• PAGE TEXT:
----------------

As different as life from nonlife: Aristotle’s multiplicity and Heidegger’s directive

 

The following is the abstract of my paper to be presented at this year’s Society of European Philosophy (SEP) conference at Kingston as part of a panel which includes Professor Catherine Malabou:

 

Heidegger’s notion of es gibt posits both the triumph of indifference (in the form of “technological nihilism”) and its overcoming by way of a rare directive. Put simply, this “directive” gives rise to a “thoughtful speaking” that retrieves “humans from the intractability of nonbeings,” that is, from the status of mass-produced artifacts.[1] Nonetheless, claims Heidegger, “humanity” is “rushing headlong toward this goal of producing itself technologically,” a goal that would explode humanity’s “essence qua subjectivity” and move it into a “region” of absolute relativism synonymous with the nihilism of contemporary global capitalism. As such, “subjectivity” is “tranquilized” to the point of artifactual nonbeing, understood as “the most extreme nonessence in relation to φύσις-ούσία.”[2]

Heidegger thus posits two – and only two – ways of being: living being and the nonliving artifact. Similarly, he posits two – and only two – “beginnings”: metaphysics and the “other thinking.” Moreover, it is this latter which the saving directive – as event of transition – aims toward. Here, then, we have two opposed beginnings and two opposed directions: a down-going into “mere” objecthood and a transitional “over-coming” that ultimately frees humanity from the machinic nihilism definitive of global capital.

----------------

• EXTRACTED DATA:
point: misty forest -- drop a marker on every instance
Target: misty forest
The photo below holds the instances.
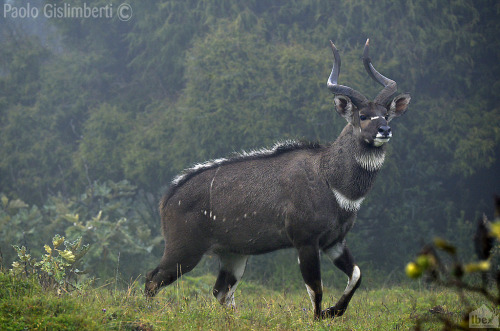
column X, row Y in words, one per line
column 97, row 116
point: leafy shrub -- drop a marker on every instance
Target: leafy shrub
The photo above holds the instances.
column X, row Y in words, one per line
column 57, row 269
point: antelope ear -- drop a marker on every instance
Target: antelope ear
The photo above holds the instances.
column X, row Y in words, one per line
column 345, row 107
column 398, row 106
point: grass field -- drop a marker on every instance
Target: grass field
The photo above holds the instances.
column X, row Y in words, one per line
column 189, row 305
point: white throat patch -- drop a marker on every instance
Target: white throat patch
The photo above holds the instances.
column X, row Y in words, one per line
column 346, row 203
column 370, row 162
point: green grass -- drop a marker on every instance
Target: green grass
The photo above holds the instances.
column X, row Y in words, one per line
column 189, row 305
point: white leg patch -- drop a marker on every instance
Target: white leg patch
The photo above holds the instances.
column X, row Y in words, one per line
column 353, row 280
column 236, row 265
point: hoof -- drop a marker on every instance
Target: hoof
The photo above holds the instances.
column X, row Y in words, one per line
column 332, row 312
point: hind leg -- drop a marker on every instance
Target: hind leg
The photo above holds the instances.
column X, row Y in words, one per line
column 342, row 258
column 174, row 263
column 232, row 267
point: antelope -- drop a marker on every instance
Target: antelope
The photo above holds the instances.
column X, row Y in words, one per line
column 295, row 195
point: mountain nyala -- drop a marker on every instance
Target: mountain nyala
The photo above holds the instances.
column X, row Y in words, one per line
column 294, row 195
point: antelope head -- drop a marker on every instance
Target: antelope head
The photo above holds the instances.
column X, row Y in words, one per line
column 369, row 118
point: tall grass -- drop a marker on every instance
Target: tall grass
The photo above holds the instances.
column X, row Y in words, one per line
column 189, row 305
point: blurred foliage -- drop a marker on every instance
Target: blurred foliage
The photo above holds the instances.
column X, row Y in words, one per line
column 113, row 218
column 85, row 103
column 448, row 270
column 57, row 269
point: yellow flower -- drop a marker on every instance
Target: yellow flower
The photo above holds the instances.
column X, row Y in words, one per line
column 424, row 261
column 67, row 255
column 495, row 229
column 413, row 270
column 57, row 241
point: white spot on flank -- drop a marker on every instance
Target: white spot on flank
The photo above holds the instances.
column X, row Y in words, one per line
column 371, row 162
column 346, row 203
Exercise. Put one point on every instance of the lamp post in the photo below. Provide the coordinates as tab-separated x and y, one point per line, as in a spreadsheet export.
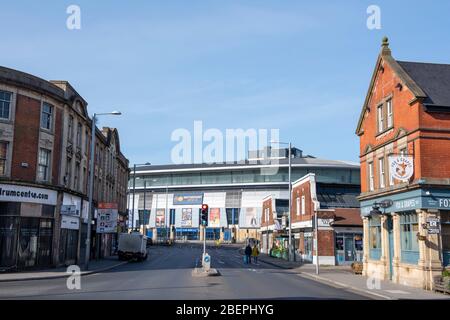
291	254
134	191
91	183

----------------

• WHAT YOU WILL DO:
1. Using the Heidegger abstract, decide whether each statement agrees with it. Answer yes or no for each, and quote the words that settle it.
(a) The paper is to be presented at a conference held at Kingston.
(b) Heidegger posits three ways of being.
(c) Subjectivity is described as tranquilized to the point of artifactual nonbeing.
2. Reproduce the stretch of the Heidegger abstract from "Heidegger thus posits" through "of global capital." word for word.
The entries play no role here.

• THE RESPONSES:
1.
(a) Yes: "Society of European Philosophy (SEP) conference at Kingston"
(b) No: "Heidegger thus posits two – and only two – ways of being: living being and the nonliving artifact."
(c) Yes: "“subjectivity” is “tranquilized” to the point of artifactual nonbeing"

2.
Heidegger thus posits two – and only two – ways of being: living being and the nonliving artifact. Similarly, he posits two – and only two – “beginnings”: metaphysics and the “other thinking.” Moreover, it is this latter which the saving directive – as event of transition – aims toward. Here, then, we have two opposed beginnings and two opposed directions: a down-going into “mere” objecthood and a transitional “over-coming” that ultimately frees humanity from the machinic nihilism definitive of global capital.